=== To do ===
Repeat the data below word for word, starting at the line containing "Practice: locate the press" and ending at the line containing "pixel 15 38", both included.

=== Recorded information ===
[Start]

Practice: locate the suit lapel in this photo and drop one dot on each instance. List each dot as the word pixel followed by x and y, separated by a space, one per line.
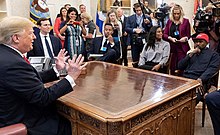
pixel 39 43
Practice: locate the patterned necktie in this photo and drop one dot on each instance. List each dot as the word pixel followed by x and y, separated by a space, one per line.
pixel 48 48
pixel 25 58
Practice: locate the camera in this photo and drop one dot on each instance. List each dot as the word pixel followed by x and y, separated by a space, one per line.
pixel 203 21
pixel 162 11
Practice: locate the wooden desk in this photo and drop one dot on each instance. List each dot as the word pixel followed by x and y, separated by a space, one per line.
pixel 116 100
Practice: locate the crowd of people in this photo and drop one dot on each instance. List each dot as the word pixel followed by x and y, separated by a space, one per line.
pixel 152 47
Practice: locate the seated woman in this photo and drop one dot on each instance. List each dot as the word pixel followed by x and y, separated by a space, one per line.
pixel 156 51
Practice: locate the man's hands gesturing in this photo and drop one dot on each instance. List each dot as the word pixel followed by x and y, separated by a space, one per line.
pixel 75 66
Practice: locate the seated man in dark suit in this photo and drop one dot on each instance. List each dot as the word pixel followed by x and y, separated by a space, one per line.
pixel 201 63
pixel 23 96
pixel 45 44
pixel 106 45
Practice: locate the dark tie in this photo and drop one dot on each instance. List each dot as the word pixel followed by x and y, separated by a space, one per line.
pixel 48 48
pixel 26 59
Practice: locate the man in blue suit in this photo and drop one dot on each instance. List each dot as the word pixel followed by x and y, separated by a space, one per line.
pixel 106 45
pixel 45 44
pixel 138 25
pixel 23 96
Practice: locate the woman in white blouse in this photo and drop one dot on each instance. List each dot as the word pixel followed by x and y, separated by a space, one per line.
pixel 156 52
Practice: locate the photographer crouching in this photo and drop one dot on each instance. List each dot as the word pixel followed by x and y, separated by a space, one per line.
pixel 138 25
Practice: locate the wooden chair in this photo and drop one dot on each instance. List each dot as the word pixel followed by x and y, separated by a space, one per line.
pixel 15 129
pixel 212 82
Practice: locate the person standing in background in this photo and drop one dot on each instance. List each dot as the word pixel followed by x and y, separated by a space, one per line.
pixel 112 18
pixel 63 13
pixel 73 30
pixel 138 25
pixel 24 97
pixel 147 10
pixel 156 52
pixel 45 44
pixel 124 38
pixel 90 32
pixel 82 9
pixel 67 6
pixel 177 32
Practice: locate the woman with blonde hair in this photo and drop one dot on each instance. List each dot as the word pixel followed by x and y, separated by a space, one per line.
pixel 112 18
pixel 90 31
pixel 177 33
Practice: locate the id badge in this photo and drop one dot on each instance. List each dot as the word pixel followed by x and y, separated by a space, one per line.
pixel 77 42
pixel 104 49
pixel 176 33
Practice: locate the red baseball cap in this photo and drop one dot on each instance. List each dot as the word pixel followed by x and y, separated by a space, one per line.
pixel 202 36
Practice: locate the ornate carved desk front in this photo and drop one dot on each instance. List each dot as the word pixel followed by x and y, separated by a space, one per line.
pixel 116 100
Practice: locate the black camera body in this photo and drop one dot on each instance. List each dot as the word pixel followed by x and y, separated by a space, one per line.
pixel 203 21
pixel 162 11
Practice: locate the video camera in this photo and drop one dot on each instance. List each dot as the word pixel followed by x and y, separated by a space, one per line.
pixel 162 11
pixel 204 21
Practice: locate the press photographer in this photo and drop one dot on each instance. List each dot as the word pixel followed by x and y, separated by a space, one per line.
pixel 138 25
pixel 162 14
pixel 207 21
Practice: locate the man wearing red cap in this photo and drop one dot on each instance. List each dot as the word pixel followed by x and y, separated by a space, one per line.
pixel 200 63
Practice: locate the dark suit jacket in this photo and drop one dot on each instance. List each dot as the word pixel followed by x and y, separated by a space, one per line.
pixel 97 44
pixel 184 30
pixel 131 24
pixel 38 46
pixel 23 97
pixel 124 38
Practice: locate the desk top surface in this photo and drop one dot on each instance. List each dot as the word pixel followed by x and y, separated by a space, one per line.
pixel 109 90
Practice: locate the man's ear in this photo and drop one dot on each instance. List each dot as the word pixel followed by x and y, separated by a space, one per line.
pixel 15 38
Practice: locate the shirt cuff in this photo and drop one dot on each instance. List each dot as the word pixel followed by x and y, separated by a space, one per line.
pixel 70 80
pixel 56 71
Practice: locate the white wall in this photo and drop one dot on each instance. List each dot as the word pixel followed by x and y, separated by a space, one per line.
pixel 21 7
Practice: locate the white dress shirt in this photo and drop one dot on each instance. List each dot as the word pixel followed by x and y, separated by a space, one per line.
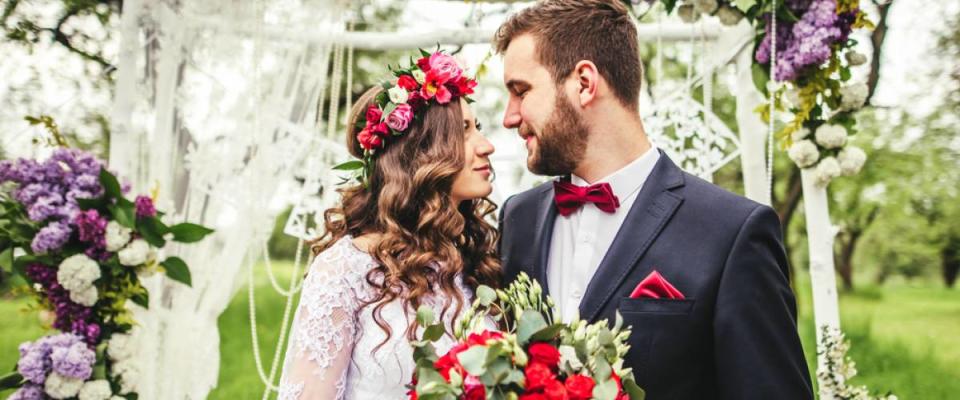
pixel 581 239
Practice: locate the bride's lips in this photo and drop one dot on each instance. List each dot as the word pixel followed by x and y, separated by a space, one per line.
pixel 483 169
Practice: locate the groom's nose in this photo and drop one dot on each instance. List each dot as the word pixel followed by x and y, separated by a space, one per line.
pixel 512 118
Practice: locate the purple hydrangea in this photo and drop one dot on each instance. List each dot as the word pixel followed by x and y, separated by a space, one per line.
pixel 65 353
pixel 75 361
pixel 808 41
pixel 145 207
pixel 70 316
pixel 28 392
pixel 51 237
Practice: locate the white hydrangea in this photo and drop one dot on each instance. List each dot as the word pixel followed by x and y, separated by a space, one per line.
pixel 687 13
pixel 86 297
pixel 419 75
pixel 851 160
pixel 831 136
pixel 95 390
pixel 804 153
pixel 799 134
pixel 856 58
pixel 78 272
pixel 853 97
pixel 827 169
pixel 729 16
pixel 129 375
pixel 61 387
pixel 121 346
pixel 398 95
pixel 117 236
pixel 705 6
pixel 135 253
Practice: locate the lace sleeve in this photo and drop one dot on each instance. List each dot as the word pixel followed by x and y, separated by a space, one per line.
pixel 321 340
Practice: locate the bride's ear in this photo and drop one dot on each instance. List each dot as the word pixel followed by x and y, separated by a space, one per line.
pixel 588 81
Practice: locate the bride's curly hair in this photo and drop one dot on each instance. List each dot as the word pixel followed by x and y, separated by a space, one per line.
pixel 426 239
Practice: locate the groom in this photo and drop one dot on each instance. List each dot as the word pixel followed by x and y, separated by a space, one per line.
pixel 699 273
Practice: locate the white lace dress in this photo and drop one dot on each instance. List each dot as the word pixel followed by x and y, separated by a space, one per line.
pixel 330 345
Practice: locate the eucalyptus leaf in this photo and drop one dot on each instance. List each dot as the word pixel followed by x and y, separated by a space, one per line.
pixel 177 270
pixel 474 360
pixel 530 323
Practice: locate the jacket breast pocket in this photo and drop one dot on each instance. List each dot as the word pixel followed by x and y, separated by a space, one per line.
pixel 656 306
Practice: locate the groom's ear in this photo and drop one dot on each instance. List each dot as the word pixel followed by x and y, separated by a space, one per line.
pixel 588 81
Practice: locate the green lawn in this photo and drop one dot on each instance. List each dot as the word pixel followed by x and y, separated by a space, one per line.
pixel 904 337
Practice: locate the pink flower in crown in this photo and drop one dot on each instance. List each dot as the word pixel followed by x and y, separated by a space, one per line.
pixel 444 68
pixel 400 117
pixel 434 87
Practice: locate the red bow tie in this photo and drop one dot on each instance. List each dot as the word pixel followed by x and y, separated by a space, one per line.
pixel 570 197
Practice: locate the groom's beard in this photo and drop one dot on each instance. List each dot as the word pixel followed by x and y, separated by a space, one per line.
pixel 562 143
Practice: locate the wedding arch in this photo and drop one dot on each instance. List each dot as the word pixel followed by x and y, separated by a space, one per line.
pixel 218 105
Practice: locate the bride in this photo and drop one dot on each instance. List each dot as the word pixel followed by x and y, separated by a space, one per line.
pixel 412 232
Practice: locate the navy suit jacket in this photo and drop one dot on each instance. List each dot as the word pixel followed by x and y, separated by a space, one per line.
pixel 734 336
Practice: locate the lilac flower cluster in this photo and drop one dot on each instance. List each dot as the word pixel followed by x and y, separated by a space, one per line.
pixel 66 354
pixel 49 191
pixel 808 41
pixel 70 316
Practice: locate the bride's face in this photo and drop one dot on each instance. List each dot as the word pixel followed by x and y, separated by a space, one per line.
pixel 473 181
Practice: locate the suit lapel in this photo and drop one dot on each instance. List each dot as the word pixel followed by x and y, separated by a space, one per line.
pixel 653 208
pixel 546 217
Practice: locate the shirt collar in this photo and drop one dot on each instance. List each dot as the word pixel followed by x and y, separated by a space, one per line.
pixel 630 178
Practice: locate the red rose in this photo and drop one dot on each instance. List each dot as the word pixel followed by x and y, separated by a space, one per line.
pixel 424 64
pixel 449 361
pixel 381 129
pixel 373 114
pixel 368 140
pixel 473 389
pixel 544 353
pixel 580 387
pixel 554 390
pixel 483 337
pixel 537 375
pixel 407 82
pixel 533 396
pixel 465 86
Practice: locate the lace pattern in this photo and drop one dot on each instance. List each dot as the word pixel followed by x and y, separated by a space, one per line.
pixel 333 339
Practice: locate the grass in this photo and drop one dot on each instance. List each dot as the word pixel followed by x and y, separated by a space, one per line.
pixel 903 336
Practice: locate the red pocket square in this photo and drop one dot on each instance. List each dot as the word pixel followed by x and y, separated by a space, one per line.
pixel 656 287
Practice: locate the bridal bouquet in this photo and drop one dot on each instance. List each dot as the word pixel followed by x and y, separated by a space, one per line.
pixel 68 231
pixel 534 358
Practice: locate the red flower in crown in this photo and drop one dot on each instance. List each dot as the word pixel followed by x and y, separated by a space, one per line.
pixel 407 82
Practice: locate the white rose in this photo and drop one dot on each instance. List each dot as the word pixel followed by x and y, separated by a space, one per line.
pixel 705 6
pixel 420 76
pixel 117 236
pixel 853 97
pixel 86 297
pixel 61 387
pixel 851 160
pixel 831 136
pixel 120 346
pixel 398 95
pixel 799 134
pixel 729 16
pixel 827 169
pixel 687 13
pixel 78 272
pixel 95 390
pixel 855 58
pixel 135 253
pixel 804 153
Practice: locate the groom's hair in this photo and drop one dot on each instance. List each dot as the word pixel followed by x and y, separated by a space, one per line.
pixel 568 31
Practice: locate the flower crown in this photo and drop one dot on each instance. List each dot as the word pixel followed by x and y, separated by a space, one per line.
pixel 434 77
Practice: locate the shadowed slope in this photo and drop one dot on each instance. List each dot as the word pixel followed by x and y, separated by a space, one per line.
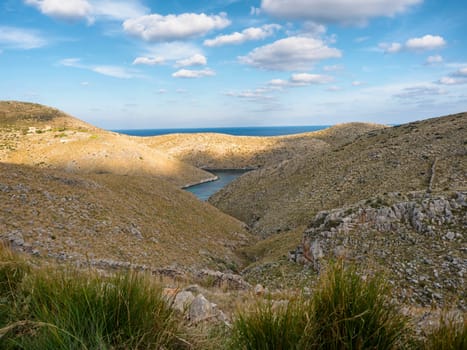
pixel 219 151
pixel 37 135
pixel 284 196
pixel 113 220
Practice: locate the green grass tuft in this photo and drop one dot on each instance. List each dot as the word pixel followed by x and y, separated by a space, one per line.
pixel 346 312
pixel 353 313
pixel 270 326
pixel 449 335
pixel 67 309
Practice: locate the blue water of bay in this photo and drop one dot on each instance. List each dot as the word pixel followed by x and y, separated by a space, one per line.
pixel 236 131
pixel 205 190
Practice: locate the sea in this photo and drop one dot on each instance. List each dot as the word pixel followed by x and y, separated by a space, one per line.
pixel 224 177
pixel 236 131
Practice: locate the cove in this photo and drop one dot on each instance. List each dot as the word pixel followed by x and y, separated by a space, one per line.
pixel 205 190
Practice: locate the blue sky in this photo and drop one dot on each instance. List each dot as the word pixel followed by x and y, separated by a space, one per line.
pixel 158 64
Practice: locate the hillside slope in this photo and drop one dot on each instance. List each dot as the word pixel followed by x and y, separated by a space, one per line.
pixel 112 220
pixel 37 135
pixel 220 151
pixel 397 159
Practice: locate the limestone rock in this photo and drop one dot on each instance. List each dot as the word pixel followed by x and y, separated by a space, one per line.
pixel 200 309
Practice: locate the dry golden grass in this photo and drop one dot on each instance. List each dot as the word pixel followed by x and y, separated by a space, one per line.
pixel 398 159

[End]

=== Written solution ===
Practice: locate the press photographer in this photo and drop one dot on each instance. List each dot as the word pixel followed by x and y, separated by a space, one per line.
pixel 138 25
pixel 162 14
pixel 207 21
Practice: locate the man wearing red cap in this photo and drop one dot on each instance. List each dot as the word pixel followed by x and y, separated by a space, one per line.
pixel 200 63
Practice: locate the dark suit jacket in this photo and drop one dot on each instance. List each dot as the word pixel followed by x and y, separated by a space, one per line.
pixel 97 44
pixel 184 30
pixel 131 24
pixel 38 46
pixel 23 97
pixel 124 38
Practice: locate the desk top surface in this photo and drop one dot on each instance. List each dot as the word pixel followed by x and y, separated by a space, one per line.
pixel 109 90
Practice: locate the man's ear in this photo and drop one dot on each instance. List each dot as the word pixel followed by x and y, separated by a space, one per line.
pixel 15 38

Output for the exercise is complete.